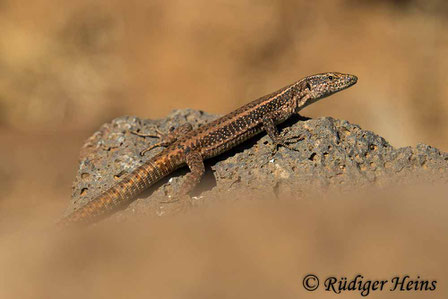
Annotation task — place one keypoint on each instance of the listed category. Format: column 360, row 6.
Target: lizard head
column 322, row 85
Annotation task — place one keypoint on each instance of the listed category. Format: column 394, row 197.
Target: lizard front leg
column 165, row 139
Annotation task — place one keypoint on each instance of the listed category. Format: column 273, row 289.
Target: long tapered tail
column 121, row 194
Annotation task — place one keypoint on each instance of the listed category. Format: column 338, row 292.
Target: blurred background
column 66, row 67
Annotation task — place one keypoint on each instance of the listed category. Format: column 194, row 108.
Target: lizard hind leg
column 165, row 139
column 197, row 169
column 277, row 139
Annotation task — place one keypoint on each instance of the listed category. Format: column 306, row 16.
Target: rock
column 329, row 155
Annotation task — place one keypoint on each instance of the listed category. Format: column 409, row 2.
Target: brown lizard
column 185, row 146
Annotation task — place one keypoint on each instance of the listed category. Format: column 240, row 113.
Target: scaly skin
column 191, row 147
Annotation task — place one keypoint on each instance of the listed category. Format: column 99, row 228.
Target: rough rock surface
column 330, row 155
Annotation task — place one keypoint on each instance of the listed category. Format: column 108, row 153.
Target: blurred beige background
* * *
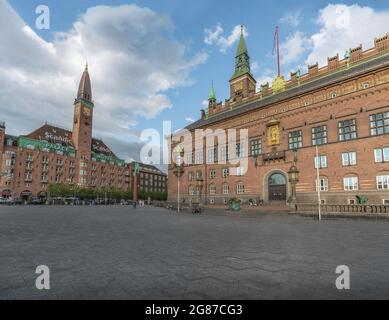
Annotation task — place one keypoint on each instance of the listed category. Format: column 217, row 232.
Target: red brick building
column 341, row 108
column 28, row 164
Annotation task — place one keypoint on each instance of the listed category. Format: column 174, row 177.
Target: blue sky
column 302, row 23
--
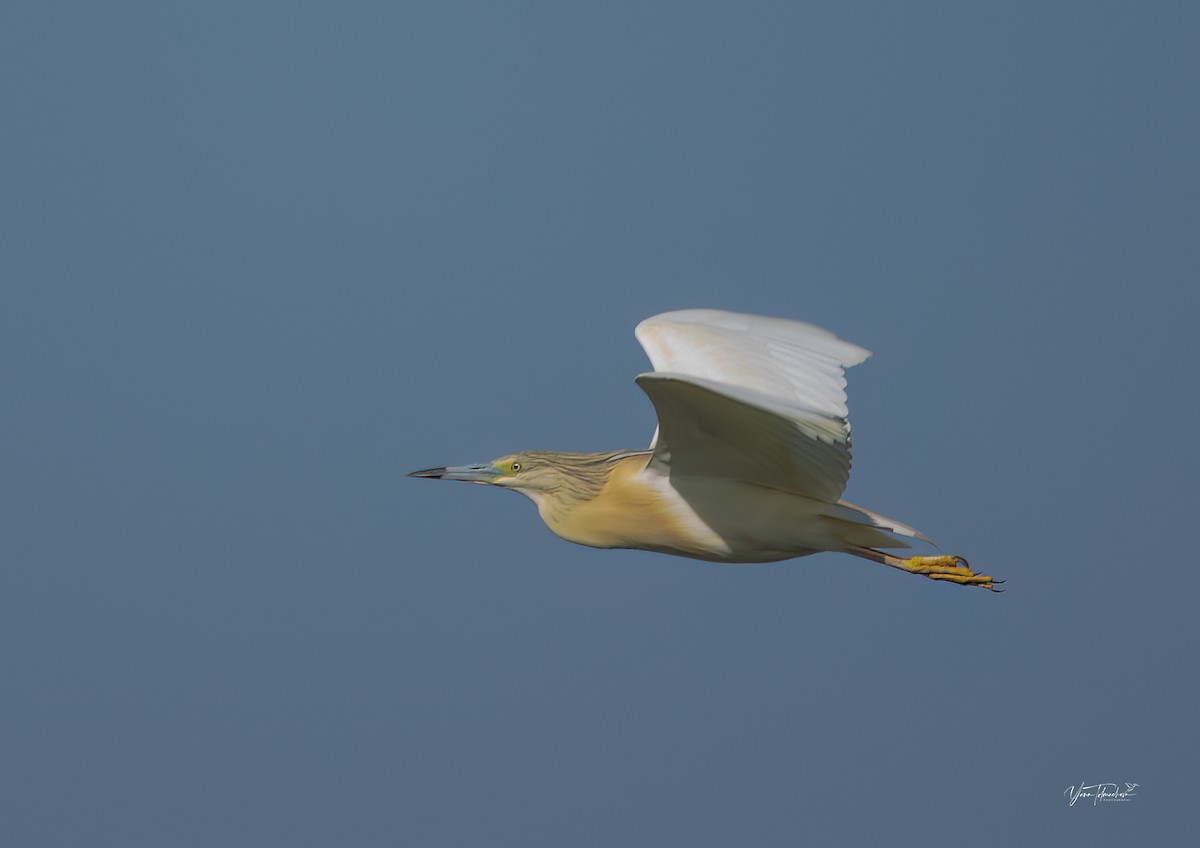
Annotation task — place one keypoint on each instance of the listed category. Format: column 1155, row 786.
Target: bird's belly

Work to be completed: Quote the records word for word, starting at the line with "409, row 2." and ending at the line with "column 330, row 155", including both of those lines.

Result:
Annotation task — place one keypoint on each instance of the listed category. Format: column 409, row 2.
Target: brown lizard
column 185, row 146
Annotation task — place one keypoint on each instance of the listed category. Format: column 240, row 113.
Target: scaly skin
column 191, row 147
Annotation task — place one keypoint on each instance of the listed category. Format: column 99, row 228.
Target: rough rock surface
column 330, row 155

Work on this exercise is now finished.